#### THE DATA:
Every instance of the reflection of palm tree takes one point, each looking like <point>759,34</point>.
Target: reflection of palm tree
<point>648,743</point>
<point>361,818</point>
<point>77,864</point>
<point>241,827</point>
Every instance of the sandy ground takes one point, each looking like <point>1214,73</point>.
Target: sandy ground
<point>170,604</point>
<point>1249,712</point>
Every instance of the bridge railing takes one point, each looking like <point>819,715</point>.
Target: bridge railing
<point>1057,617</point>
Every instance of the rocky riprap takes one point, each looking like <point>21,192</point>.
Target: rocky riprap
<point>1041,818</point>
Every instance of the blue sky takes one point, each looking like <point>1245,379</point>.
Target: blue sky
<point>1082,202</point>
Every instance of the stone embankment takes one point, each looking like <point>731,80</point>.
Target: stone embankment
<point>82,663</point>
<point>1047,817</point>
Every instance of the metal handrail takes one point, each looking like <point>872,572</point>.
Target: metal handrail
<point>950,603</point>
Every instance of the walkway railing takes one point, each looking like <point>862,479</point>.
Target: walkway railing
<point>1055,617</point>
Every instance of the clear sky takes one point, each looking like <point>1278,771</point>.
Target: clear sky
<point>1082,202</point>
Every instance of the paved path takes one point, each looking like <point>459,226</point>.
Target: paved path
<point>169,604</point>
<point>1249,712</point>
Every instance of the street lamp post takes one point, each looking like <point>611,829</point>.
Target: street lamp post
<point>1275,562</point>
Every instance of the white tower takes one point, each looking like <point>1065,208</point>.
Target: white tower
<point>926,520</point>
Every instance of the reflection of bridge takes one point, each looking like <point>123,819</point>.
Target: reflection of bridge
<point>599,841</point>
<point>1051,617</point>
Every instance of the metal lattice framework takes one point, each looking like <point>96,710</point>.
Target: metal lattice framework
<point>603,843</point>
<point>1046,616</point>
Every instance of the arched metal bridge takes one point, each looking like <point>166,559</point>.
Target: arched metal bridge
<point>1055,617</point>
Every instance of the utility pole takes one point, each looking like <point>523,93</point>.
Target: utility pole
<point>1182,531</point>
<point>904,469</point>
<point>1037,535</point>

#### TASK ITEM:
From the entries above, return exactly the line containing "Target: blue sky", the line containing "Every instance of the paved", and all lines between, and nothing else.

#### RESPONSE TO THE EXERCISE:
Target: blue sky
<point>1082,202</point>
Every instance of the stone embankment takes one point, each looking like <point>731,80</point>.
Target: stone embankment
<point>82,663</point>
<point>1047,817</point>
Every instance of the metal handrail takes one point, each looking like <point>872,572</point>.
Target: metal handrail
<point>950,603</point>
Every instance of the walkway railing takes one point, each looking like <point>862,479</point>.
Target: walkway railing
<point>1055,617</point>
Every instance of the clear sky takes one point, each looking like <point>1278,771</point>.
Target: clear sky
<point>1082,202</point>
Every instance of the paved path takes one point, each looking like <point>459,226</point>.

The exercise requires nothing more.